• REQUIRED WORK: Please set down each line of the data again, unchanged.

• MATERIAL FOR THIS TASK:
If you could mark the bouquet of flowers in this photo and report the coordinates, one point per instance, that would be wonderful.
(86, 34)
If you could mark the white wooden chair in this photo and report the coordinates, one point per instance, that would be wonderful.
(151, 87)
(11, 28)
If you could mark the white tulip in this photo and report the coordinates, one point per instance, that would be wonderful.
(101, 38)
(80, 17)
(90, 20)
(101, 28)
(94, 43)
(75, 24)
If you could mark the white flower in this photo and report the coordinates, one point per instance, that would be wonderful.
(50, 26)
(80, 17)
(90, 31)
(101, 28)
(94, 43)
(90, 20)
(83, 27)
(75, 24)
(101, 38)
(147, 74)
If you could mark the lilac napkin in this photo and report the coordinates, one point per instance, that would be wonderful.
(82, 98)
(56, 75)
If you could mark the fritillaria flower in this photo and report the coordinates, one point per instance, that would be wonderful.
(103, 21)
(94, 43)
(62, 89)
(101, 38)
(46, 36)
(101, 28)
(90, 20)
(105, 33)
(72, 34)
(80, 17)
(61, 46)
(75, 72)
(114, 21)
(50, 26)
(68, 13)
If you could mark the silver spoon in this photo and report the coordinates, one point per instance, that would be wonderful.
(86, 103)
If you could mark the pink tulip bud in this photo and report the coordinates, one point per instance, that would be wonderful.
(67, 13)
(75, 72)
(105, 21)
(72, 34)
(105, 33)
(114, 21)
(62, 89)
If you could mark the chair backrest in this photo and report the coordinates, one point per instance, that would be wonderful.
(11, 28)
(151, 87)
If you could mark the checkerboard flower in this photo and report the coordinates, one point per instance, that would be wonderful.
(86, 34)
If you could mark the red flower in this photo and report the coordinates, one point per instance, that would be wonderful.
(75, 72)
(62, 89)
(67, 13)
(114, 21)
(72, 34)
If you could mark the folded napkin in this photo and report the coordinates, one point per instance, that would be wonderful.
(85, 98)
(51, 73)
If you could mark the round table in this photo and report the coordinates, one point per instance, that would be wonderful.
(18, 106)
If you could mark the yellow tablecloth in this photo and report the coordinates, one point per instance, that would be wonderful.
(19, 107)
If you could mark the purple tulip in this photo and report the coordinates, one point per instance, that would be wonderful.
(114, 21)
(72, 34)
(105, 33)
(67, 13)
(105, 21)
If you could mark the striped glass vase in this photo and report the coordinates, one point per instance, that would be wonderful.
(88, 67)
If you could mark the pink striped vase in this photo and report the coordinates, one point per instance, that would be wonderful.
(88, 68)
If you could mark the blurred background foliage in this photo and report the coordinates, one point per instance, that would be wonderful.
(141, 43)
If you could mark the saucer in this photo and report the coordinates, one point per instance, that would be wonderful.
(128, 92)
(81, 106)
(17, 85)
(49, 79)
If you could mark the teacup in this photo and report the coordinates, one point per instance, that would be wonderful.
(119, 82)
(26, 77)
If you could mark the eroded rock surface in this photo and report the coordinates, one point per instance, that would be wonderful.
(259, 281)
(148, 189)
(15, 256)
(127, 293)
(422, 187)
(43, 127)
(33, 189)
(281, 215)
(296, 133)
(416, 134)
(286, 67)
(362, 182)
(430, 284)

• SOLUTION:
If you could mark the bouquet of flowers in this photo and report the coordinates, one point per instance, that would be wonderful.
(86, 34)
If you could mark the white wooden chair in this photo and report the coordinates, one point per instance, that would be wonderful.
(151, 87)
(11, 28)
If you could mark the white tulip in this photo and report the coordinates, one point per instance, that would be wonderful.
(101, 38)
(80, 17)
(90, 20)
(101, 28)
(94, 43)
(75, 24)
If you could mark the white flower in this photo and report the coordinates, one point per instance, that would be wonderful.
(50, 26)
(80, 17)
(90, 31)
(101, 28)
(94, 43)
(90, 20)
(83, 27)
(75, 24)
(101, 38)
(147, 74)
If you could mark the lilac napkin in this photo and report the coordinates, one point per instance, that would be wonderful.
(82, 98)
(56, 75)
If you could mark the fritillaria flower in this photo and report the coordinates, one point per instance, that would be wonderful.
(103, 21)
(94, 43)
(62, 89)
(101, 38)
(46, 36)
(101, 28)
(90, 20)
(105, 33)
(72, 34)
(80, 17)
(61, 46)
(75, 72)
(114, 21)
(50, 26)
(68, 13)
If you could mark the silver spoon in this photo and report the coordinates, one point per instance, that would be wonderful.
(86, 103)
If you could mark the pink tulip bud in this photo and report the coordinates, one point per instance, that would be wonderful.
(67, 13)
(75, 72)
(105, 21)
(72, 34)
(105, 33)
(114, 21)
(62, 89)
If you could mark the chair backrest in this photo and report the coordinates, one point per instance, that would be wonderful.
(11, 28)
(151, 87)
If you could mark the checkerboard flower in this photo and report the coordinates, one point per instance, that would be wonderful.
(86, 34)
If you could mark the red flower in this photo and report the coordinates, one point per instance, that would be wonderful.
(75, 72)
(62, 89)
(67, 13)
(114, 21)
(72, 34)
If you could mark the folded napkin in this photo and report the coordinates, one point per instance, that would be wonderful.
(85, 98)
(51, 73)
If you could mark the round table in this photo and report the coordinates, one point per instance, that would be wonderful.
(18, 106)
If you could mark the yellow tablecloth in this photo and report the coordinates, one point per instance, that would be wonderful.
(19, 107)
If you could mark the purple tulip in this photo and report the coordinates, one point per instance, that would be wonderful.
(114, 21)
(72, 34)
(105, 33)
(67, 13)
(105, 21)
If you could mark the striped glass vase in this photo and report the coordinates, one point per instance, that would be wonderful.
(88, 67)
If you could mark the pink striped vase in this photo and report the coordinates, one point per instance, that would be wonderful.
(88, 68)
If you could mark the blurred background foliage in this photo and report the coordinates, one point per instance, that would be wonderful.
(141, 43)
If you could mark the saucer in this photo and report the coordinates, one point per instance, that would be wonderful.
(128, 92)
(81, 106)
(17, 85)
(49, 79)
If you could mark the teacup in this photo and report the coordinates, one point per instance, that would be wonderful.
(119, 82)
(26, 77)
If you could mark the eroded rock surface in this photo and report the coordinates, one point per instance, that would be wonderful.
(259, 281)
(148, 189)
(15, 256)
(127, 293)
(422, 187)
(43, 127)
(33, 189)
(281, 215)
(296, 133)
(416, 134)
(286, 67)
(362, 182)
(430, 284)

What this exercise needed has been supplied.